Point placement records
======

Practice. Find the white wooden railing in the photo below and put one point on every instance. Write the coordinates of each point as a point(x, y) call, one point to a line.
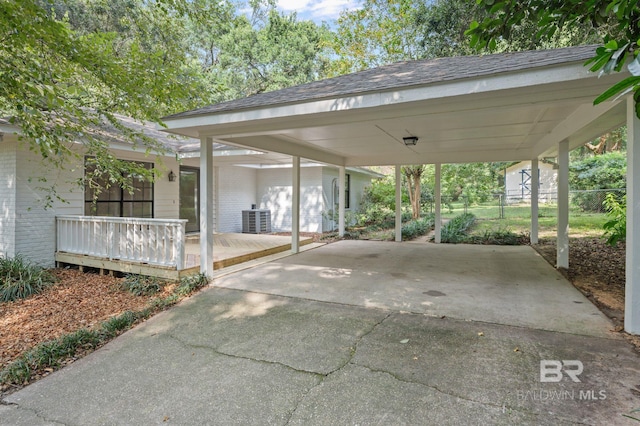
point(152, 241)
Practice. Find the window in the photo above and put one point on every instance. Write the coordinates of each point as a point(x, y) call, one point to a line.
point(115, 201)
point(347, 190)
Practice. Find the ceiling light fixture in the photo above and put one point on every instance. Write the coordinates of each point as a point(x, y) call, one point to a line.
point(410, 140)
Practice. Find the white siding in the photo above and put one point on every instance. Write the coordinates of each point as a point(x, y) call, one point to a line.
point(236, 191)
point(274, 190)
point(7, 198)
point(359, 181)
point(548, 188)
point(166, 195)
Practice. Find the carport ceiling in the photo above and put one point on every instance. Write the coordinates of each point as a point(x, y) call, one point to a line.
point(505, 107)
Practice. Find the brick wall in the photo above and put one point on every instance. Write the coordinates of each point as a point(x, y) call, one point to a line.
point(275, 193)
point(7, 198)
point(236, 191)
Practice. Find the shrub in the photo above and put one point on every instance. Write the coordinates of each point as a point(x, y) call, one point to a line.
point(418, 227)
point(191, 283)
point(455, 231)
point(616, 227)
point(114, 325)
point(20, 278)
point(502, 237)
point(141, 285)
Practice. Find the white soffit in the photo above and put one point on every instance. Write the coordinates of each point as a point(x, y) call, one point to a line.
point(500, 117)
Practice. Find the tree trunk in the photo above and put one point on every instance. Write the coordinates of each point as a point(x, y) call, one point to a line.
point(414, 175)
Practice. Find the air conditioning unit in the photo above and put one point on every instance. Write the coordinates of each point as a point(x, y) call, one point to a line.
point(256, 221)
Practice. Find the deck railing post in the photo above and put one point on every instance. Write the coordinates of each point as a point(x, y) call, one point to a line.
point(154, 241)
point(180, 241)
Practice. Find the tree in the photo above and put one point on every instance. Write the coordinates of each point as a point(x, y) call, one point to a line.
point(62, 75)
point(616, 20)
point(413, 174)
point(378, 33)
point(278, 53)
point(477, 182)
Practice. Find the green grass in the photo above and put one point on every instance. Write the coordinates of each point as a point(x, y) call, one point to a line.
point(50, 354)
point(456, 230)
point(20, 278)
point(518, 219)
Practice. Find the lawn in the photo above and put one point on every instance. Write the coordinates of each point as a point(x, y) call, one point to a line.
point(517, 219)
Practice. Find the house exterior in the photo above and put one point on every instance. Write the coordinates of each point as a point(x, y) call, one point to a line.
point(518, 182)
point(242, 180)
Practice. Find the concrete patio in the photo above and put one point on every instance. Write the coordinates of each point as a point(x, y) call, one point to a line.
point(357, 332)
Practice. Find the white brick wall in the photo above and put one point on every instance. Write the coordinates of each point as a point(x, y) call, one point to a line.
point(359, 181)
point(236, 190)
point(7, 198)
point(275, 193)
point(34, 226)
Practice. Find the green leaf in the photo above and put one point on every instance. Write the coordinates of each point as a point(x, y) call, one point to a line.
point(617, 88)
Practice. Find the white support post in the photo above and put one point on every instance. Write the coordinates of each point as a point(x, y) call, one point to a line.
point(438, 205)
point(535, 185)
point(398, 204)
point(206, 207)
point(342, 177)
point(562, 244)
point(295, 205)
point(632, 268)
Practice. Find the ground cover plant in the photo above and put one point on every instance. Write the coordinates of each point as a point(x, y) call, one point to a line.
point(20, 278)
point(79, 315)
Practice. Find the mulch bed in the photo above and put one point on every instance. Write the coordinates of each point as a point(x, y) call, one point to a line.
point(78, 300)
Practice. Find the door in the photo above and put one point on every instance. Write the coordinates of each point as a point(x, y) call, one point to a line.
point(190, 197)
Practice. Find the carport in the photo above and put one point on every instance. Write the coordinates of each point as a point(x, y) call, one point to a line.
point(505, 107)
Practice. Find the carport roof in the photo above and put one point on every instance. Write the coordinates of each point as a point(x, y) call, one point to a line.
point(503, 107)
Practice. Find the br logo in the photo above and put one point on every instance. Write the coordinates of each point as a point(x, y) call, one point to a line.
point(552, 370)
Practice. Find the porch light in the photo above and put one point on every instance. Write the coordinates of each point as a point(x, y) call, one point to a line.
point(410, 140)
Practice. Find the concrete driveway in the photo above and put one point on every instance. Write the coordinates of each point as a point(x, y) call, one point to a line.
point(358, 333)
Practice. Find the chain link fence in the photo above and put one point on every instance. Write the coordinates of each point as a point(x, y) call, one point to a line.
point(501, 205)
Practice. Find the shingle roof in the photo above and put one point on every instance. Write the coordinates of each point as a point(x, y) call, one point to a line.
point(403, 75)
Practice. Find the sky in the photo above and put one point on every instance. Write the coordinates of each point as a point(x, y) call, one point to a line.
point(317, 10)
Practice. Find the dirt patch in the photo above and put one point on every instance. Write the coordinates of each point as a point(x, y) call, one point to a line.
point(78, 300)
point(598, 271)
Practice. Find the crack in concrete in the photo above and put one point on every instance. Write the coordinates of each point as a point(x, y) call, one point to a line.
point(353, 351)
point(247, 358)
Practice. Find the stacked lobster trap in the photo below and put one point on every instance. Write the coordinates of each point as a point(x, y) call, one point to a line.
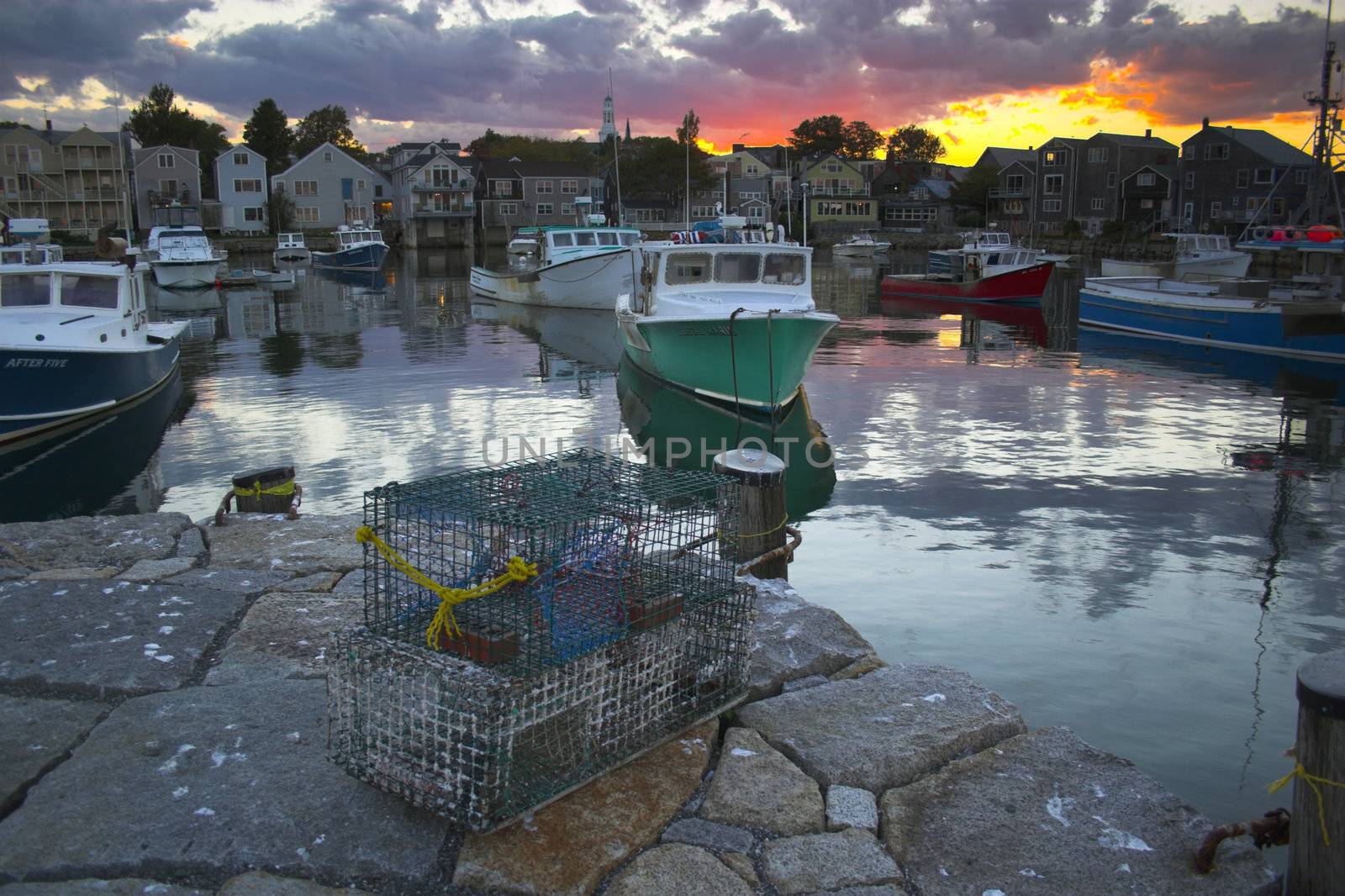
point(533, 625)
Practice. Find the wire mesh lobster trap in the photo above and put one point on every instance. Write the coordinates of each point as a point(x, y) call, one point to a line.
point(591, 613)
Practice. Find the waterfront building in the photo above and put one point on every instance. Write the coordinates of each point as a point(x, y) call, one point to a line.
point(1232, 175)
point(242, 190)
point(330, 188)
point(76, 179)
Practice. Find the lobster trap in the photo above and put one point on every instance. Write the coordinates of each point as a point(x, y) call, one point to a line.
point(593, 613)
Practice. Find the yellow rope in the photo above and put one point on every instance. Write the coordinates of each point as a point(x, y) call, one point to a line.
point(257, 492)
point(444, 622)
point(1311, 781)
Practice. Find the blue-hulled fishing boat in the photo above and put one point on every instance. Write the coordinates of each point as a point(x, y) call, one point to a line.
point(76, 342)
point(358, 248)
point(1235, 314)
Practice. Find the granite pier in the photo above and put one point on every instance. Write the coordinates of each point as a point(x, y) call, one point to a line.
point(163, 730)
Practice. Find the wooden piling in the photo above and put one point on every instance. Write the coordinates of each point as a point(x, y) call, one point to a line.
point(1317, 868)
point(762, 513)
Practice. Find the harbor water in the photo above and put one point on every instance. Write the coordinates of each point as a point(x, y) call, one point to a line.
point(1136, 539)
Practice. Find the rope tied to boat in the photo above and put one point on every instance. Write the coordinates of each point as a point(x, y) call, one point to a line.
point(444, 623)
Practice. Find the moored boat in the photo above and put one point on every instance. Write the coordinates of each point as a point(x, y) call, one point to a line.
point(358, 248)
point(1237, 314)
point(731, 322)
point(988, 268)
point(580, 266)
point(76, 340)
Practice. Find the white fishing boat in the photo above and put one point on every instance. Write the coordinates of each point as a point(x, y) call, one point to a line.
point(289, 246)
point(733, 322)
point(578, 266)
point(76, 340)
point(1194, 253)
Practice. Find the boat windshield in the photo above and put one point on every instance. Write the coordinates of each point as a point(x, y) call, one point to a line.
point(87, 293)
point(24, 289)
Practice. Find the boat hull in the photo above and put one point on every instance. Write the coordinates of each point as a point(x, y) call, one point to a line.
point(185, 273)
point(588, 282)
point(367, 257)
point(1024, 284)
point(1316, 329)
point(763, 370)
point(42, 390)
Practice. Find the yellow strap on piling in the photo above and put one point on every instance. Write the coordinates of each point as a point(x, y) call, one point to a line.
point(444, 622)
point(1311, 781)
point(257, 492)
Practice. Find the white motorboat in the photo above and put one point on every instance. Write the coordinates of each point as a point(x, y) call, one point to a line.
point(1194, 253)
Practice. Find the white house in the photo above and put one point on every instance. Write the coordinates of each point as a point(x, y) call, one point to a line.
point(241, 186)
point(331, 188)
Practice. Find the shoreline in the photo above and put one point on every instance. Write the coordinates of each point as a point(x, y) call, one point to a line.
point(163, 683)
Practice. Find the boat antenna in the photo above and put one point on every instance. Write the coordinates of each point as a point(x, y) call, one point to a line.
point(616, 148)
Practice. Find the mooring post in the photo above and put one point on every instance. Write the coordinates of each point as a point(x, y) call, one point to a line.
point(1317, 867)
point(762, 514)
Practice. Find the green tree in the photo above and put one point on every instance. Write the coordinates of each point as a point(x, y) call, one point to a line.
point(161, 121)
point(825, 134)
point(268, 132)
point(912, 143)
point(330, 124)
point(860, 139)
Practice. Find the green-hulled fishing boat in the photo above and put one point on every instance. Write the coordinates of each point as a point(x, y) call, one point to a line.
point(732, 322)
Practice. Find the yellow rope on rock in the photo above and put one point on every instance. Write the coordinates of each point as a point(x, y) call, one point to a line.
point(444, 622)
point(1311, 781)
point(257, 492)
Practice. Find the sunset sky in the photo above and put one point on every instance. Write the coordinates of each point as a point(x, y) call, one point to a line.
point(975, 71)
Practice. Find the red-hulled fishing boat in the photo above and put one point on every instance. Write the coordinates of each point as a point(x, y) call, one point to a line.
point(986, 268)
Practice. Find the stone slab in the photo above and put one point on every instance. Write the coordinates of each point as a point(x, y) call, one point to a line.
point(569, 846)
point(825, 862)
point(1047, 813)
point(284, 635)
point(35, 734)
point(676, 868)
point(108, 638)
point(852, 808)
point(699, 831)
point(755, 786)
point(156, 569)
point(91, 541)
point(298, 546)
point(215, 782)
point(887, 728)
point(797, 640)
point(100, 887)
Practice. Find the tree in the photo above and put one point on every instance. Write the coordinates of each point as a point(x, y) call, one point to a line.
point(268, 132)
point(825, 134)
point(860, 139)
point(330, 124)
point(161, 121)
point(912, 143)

======

Starting at the line that contains "Practice. Find the green-hulled", repeat each line exactly through the last one in the listing. Include both of those lines and nothing more.

Response to this task:
Practice. Find the green-hulled fishing boat in the photo above and put one point on every instance. Write the coordinates of each point as a point(x, y) call, one point to a line.
point(732, 322)
Practice. Find the yellow rope on rock in the photo above and put one point on every instance. Write the coordinates of each point as a point(x, y) call, one point to a line.
point(444, 622)
point(1311, 781)
point(257, 492)
Practice. Find the sunset sky in the photo above and put one point on every instance. Write the coordinates of each point as a point(x, y) call, one point to a line.
point(975, 71)
Practice. Find the red-hulled fishing boat in the photo above and put one point on every instance. Write the coordinates of each point as a point(x, y) call, one point to a line.
point(986, 268)
Practice. Find the stone slab in the photo above and put one point on every instance. Write the coordinates of each point as a point(x, y) call, one point to a line.
point(569, 846)
point(825, 862)
point(1047, 813)
point(284, 635)
point(35, 734)
point(676, 868)
point(108, 638)
point(852, 808)
point(699, 831)
point(755, 786)
point(156, 569)
point(91, 541)
point(298, 546)
point(215, 782)
point(887, 728)
point(797, 640)
point(100, 887)
Practice. Find the tree in the photo above and put one point on every instance. Write the coordinates of each point as a point(x, y) call, one point to a line.
point(268, 132)
point(825, 134)
point(860, 139)
point(330, 124)
point(161, 121)
point(912, 143)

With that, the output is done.